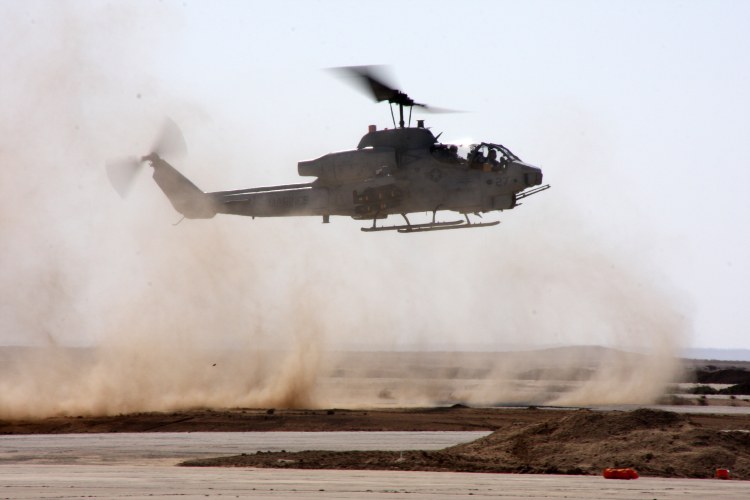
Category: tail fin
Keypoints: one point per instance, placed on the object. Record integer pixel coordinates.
(185, 196)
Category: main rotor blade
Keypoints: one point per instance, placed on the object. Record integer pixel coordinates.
(170, 142)
(373, 82)
(122, 173)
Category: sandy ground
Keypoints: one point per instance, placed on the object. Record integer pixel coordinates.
(524, 440)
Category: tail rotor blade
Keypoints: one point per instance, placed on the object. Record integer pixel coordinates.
(122, 173)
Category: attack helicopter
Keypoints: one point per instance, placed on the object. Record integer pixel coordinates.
(398, 171)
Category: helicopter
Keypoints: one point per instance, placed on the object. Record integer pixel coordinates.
(394, 171)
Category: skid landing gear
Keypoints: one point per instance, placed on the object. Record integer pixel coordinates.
(429, 226)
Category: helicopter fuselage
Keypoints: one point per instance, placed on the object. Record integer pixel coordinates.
(397, 171)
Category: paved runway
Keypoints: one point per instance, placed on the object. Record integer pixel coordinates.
(142, 466)
(173, 447)
(130, 481)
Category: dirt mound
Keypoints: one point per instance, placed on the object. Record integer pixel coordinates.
(655, 443)
(722, 376)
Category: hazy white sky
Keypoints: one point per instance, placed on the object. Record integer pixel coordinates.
(637, 111)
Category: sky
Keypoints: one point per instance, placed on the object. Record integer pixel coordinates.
(637, 112)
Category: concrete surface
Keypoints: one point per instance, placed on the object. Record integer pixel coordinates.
(141, 466)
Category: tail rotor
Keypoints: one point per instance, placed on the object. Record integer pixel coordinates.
(122, 172)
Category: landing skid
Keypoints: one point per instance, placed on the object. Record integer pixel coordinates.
(406, 228)
(428, 226)
(433, 227)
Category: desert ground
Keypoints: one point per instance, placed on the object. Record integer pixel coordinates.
(705, 427)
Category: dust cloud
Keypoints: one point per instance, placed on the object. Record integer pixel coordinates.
(108, 307)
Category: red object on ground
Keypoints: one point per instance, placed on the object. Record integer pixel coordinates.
(722, 473)
(627, 473)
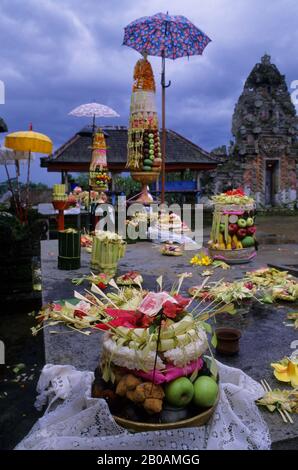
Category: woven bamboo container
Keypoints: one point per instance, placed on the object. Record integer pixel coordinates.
(106, 254)
(69, 249)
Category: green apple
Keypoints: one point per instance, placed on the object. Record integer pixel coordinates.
(241, 223)
(205, 391)
(249, 221)
(179, 392)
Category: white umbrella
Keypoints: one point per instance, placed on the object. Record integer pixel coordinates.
(93, 110)
(9, 156)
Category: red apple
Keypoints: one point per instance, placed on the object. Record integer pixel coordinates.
(232, 228)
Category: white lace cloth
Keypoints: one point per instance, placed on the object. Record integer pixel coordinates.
(74, 420)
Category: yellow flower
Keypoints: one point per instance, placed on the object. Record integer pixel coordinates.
(286, 371)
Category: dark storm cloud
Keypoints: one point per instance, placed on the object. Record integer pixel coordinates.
(56, 55)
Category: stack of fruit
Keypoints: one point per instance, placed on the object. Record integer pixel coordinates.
(151, 151)
(233, 225)
(153, 358)
(144, 152)
(99, 178)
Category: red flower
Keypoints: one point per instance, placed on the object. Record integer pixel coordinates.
(101, 285)
(182, 301)
(79, 313)
(249, 285)
(170, 309)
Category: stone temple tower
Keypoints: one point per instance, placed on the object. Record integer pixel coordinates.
(264, 155)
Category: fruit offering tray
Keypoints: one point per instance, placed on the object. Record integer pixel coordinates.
(134, 417)
(232, 237)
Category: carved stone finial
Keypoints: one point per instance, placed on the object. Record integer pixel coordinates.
(266, 59)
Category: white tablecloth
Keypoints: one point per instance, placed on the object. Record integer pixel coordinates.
(75, 420)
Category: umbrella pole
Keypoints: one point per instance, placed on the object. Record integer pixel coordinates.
(163, 124)
(27, 188)
(10, 186)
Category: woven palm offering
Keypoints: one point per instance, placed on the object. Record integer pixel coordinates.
(153, 370)
(107, 249)
(69, 249)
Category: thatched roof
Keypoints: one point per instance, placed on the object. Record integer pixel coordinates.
(75, 154)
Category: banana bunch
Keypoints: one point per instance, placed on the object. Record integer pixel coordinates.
(230, 199)
(230, 243)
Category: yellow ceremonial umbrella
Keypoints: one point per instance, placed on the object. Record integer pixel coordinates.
(29, 141)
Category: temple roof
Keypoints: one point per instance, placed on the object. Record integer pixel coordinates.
(75, 154)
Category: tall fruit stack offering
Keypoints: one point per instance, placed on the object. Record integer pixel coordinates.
(143, 151)
(98, 174)
(233, 230)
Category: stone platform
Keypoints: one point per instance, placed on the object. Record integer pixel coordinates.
(265, 338)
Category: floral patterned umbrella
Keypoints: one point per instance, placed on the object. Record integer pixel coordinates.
(166, 36)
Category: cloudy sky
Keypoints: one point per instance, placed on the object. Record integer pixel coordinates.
(57, 54)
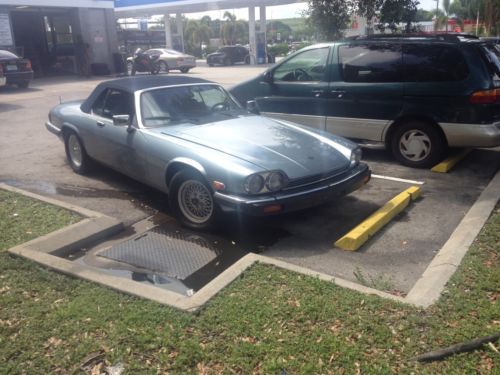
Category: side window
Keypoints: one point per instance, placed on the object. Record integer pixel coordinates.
(371, 62)
(114, 102)
(307, 66)
(433, 63)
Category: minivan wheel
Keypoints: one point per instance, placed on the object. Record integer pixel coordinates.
(191, 200)
(418, 144)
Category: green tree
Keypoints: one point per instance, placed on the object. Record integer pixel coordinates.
(330, 17)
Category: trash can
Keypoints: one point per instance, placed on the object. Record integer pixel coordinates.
(119, 62)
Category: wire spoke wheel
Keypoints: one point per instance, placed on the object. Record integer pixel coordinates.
(195, 201)
(75, 150)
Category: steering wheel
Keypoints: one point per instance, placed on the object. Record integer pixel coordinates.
(301, 75)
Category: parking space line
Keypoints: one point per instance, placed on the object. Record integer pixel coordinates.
(353, 240)
(413, 182)
(451, 161)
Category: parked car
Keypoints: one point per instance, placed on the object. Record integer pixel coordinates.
(3, 80)
(169, 59)
(229, 55)
(187, 137)
(16, 69)
(413, 95)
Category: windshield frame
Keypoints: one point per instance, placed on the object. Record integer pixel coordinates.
(138, 101)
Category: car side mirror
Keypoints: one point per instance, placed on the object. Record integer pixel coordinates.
(121, 120)
(268, 76)
(252, 107)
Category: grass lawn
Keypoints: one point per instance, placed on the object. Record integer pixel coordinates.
(267, 321)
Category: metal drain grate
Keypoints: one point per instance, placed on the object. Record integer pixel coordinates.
(174, 254)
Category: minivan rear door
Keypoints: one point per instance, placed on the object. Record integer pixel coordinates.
(295, 89)
(366, 90)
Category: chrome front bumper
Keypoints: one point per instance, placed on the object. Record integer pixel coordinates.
(472, 135)
(297, 200)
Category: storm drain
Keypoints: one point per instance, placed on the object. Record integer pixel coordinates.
(174, 254)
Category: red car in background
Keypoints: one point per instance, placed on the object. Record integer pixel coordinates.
(16, 70)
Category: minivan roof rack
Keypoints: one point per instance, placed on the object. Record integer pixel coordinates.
(449, 37)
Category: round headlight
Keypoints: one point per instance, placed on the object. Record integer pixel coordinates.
(275, 181)
(254, 184)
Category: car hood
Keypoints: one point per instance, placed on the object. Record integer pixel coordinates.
(269, 144)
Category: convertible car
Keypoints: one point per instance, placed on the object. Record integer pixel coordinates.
(190, 139)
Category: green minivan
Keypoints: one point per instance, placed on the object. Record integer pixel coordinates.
(416, 95)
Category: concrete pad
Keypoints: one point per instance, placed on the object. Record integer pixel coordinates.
(355, 238)
(447, 164)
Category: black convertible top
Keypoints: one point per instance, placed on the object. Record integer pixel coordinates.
(132, 84)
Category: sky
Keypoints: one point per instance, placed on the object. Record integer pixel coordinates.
(281, 11)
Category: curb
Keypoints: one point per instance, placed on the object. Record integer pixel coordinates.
(447, 164)
(423, 294)
(357, 236)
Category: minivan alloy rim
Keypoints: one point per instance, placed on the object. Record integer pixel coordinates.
(195, 201)
(75, 150)
(415, 145)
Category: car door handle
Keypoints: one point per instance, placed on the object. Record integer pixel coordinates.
(338, 93)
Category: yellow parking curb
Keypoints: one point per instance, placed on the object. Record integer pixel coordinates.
(451, 161)
(359, 235)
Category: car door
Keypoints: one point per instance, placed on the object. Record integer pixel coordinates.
(295, 90)
(119, 147)
(366, 91)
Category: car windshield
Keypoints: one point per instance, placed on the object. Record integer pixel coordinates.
(194, 103)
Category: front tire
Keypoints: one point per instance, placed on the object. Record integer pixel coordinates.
(418, 144)
(77, 157)
(163, 67)
(191, 200)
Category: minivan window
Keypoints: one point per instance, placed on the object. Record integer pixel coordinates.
(433, 63)
(492, 54)
(309, 65)
(370, 62)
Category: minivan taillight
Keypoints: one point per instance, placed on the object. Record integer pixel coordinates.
(485, 97)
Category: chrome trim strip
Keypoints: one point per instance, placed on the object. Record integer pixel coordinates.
(472, 135)
(317, 122)
(358, 128)
(53, 129)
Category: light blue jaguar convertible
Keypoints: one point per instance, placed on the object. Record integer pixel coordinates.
(190, 139)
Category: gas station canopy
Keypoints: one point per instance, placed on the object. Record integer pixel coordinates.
(142, 8)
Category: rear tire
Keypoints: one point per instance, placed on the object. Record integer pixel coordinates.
(78, 159)
(163, 67)
(191, 200)
(418, 144)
☆ ☆ ☆ ☆ ☆
• _AIM OF THE TASK_: Reproduce the data from the line containing "Category: minivan taillight" down through the end, replacing "chrome" with "silver" and leaving everything else unchanged.

• _RESULT OF THIS EXERCISE_:
Category: minivan taillight
Keypoints: one point per instance, placed on the object. Record integer pixel coordinates.
(485, 97)
Category: silver trim strip
Keypoints: one point per instance, placed on the object. Record integer pixel coordinates.
(472, 135)
(317, 122)
(358, 128)
(53, 129)
Category: light blue jaguar convertible
Keypoints: one point per instance, placed on the object. Record integer pixel coordinates.
(190, 139)
Category: gas station canopy
Keypoints: one point per instance, placed on the object. Record integer pixel coordinates.
(142, 8)
Category: rear tire
Keypoints: one point per instance, placed on the object. Record integer pixel coordinates.
(78, 159)
(163, 67)
(191, 200)
(418, 144)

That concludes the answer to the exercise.